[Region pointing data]
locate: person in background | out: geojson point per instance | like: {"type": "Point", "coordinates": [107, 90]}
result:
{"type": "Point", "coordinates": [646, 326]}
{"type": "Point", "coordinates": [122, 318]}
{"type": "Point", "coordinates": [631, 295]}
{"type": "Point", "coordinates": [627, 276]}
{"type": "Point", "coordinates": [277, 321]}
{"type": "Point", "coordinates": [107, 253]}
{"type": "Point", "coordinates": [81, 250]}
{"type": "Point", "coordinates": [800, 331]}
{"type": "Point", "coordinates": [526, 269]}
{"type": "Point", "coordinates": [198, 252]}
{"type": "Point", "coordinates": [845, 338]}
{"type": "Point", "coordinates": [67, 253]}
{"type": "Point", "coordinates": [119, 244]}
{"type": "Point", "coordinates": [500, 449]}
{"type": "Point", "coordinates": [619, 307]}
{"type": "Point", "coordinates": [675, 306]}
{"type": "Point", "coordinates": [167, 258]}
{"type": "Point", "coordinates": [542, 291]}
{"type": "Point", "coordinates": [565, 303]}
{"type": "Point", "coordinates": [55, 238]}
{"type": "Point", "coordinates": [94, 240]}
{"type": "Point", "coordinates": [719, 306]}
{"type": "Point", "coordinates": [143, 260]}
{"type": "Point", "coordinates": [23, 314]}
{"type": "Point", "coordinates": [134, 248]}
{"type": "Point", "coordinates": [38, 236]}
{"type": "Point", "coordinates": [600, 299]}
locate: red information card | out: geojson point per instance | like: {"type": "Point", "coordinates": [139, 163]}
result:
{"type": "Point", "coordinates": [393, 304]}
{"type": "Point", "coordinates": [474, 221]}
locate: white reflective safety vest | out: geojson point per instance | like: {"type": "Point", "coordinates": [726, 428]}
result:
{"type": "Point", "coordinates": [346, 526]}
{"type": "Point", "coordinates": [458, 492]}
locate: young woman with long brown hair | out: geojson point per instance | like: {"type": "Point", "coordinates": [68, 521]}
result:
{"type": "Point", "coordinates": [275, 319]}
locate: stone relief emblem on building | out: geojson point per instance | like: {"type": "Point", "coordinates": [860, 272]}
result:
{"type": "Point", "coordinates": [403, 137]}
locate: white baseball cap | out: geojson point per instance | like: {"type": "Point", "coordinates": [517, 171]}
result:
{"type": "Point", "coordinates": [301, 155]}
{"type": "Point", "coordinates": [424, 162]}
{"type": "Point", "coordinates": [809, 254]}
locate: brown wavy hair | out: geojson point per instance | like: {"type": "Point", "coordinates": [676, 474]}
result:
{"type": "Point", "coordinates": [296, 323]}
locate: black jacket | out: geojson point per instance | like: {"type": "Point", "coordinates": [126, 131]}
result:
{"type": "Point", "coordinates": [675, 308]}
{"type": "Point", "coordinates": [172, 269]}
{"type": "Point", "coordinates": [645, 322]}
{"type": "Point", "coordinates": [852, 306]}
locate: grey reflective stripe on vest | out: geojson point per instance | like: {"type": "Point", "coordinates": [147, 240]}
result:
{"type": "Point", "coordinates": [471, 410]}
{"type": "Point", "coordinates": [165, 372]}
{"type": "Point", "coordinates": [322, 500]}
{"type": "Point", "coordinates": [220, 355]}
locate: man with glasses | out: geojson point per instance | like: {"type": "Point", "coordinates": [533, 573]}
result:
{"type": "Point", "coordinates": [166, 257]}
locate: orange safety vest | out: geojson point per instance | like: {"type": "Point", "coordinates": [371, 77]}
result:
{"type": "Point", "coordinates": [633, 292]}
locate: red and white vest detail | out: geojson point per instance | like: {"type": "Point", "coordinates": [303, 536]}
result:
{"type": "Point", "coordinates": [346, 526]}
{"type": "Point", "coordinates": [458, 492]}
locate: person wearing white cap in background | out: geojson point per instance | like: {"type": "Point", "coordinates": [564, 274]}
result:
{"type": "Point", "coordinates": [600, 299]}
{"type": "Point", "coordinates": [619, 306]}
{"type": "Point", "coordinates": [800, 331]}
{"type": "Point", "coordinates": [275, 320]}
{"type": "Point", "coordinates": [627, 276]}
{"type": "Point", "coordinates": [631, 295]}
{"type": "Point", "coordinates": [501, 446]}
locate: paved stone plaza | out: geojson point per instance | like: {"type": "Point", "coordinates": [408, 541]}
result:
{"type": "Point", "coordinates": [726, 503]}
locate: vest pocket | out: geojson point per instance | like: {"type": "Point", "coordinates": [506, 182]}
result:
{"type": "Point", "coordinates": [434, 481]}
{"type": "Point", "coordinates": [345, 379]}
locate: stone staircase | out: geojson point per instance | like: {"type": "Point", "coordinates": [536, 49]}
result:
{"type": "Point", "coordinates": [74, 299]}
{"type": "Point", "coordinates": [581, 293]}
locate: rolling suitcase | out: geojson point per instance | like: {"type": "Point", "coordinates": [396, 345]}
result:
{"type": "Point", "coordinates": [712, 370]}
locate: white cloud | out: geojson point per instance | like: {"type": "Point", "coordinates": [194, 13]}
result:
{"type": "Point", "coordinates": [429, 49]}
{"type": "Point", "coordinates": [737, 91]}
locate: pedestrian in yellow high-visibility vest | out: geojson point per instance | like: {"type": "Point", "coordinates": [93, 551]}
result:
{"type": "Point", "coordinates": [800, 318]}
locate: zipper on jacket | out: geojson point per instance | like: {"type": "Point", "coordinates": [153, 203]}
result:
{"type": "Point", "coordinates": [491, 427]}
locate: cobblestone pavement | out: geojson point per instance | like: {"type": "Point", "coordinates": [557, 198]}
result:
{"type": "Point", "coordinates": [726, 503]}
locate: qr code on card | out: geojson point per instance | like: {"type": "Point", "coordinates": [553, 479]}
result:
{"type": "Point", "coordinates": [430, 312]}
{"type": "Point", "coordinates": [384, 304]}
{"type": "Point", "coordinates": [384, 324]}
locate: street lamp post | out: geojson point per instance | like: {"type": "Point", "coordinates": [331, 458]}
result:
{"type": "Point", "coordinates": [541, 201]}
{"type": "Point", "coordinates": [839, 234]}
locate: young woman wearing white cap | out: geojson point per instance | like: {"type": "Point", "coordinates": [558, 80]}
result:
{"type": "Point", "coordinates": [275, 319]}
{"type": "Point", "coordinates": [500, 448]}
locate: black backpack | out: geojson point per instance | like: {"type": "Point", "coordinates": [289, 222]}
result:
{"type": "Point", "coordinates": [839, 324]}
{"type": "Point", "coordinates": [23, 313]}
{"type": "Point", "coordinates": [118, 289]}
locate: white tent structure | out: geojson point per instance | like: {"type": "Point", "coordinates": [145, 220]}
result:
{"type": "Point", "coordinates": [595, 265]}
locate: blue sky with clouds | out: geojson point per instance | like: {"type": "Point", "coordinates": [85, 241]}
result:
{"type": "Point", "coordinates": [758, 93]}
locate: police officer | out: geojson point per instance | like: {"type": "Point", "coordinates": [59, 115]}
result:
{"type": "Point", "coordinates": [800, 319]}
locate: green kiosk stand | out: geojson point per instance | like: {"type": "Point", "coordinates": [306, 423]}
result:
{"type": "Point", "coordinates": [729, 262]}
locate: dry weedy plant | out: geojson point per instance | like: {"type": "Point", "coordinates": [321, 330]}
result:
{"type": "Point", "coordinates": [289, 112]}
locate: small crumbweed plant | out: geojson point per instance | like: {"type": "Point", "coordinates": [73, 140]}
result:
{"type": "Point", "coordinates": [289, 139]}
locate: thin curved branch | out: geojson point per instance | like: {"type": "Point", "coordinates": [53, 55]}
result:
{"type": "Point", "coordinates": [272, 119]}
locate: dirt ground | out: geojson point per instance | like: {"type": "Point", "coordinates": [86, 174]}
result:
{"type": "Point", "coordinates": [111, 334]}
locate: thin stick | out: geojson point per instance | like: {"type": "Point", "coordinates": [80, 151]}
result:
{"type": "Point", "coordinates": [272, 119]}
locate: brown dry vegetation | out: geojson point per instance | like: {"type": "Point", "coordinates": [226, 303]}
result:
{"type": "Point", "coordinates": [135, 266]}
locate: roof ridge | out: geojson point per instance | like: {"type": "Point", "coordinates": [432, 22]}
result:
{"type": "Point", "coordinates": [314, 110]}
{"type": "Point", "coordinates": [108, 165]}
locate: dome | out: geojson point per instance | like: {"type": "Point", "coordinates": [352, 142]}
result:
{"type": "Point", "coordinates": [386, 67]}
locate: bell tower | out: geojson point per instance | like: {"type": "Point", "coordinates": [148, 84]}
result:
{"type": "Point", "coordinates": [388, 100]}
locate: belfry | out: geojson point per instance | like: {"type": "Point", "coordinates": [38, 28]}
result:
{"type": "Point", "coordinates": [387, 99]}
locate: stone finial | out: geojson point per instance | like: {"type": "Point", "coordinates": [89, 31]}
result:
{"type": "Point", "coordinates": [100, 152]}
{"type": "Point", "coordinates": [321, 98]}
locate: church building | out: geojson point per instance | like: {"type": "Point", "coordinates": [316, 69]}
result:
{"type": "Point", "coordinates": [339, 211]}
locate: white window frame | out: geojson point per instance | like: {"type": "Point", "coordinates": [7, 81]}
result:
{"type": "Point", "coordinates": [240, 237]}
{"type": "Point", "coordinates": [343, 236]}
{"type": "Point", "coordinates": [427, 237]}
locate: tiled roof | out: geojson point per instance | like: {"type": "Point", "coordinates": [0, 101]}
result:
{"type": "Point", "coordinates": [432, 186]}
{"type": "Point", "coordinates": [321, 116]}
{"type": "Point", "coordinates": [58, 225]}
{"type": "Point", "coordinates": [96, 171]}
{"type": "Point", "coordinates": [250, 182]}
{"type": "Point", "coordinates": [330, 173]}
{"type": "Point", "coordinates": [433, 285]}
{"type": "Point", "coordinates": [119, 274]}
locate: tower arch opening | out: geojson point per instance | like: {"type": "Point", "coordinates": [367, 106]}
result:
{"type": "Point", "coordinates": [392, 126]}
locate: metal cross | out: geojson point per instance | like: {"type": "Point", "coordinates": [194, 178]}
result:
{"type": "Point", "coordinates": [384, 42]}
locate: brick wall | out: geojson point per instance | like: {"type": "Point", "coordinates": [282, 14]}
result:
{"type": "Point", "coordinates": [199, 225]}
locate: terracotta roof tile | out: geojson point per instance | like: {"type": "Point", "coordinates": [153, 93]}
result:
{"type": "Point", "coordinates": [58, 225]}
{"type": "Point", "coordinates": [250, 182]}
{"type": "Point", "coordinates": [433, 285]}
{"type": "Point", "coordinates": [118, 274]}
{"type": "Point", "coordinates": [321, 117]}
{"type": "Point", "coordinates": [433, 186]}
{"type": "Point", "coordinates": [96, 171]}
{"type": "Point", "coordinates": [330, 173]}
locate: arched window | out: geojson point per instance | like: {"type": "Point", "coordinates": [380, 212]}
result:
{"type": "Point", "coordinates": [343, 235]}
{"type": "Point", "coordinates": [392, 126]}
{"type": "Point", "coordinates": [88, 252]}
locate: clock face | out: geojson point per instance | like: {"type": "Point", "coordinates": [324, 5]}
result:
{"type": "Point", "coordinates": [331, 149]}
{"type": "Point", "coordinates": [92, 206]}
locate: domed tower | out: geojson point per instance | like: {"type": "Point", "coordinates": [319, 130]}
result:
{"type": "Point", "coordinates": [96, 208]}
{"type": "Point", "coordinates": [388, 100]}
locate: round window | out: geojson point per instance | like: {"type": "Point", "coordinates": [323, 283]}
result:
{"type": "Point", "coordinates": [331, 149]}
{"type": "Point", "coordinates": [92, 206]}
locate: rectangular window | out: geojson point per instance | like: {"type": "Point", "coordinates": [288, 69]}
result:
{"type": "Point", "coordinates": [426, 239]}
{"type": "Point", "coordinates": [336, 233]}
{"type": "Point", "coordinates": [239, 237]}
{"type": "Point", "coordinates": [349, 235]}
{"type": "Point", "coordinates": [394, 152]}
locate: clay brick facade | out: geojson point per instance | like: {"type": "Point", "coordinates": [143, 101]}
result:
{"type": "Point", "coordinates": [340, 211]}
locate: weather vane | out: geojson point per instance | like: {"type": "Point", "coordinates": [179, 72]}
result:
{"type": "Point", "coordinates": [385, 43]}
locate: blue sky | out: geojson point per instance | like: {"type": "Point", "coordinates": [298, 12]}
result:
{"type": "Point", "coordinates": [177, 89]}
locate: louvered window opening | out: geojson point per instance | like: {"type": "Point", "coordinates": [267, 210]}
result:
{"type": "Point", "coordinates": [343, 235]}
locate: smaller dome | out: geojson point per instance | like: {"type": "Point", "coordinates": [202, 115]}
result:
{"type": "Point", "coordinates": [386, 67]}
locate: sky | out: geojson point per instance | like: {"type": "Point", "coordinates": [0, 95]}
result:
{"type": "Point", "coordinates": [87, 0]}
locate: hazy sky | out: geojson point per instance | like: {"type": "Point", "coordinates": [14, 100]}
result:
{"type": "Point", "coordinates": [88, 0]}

= Description of the task =
Among the records above, repeat exactly the line with "locate: blue sky with", the line with "locate: police officer", and every line in between, and only those.

= Response to this exercise =
locate: blue sky with clouds | out: geojson point per instance | like: {"type": "Point", "coordinates": [85, 241]}
result:
{"type": "Point", "coordinates": [758, 93]}
locate: police officer | out: geojson point per instance | like: {"type": "Point", "coordinates": [59, 115]}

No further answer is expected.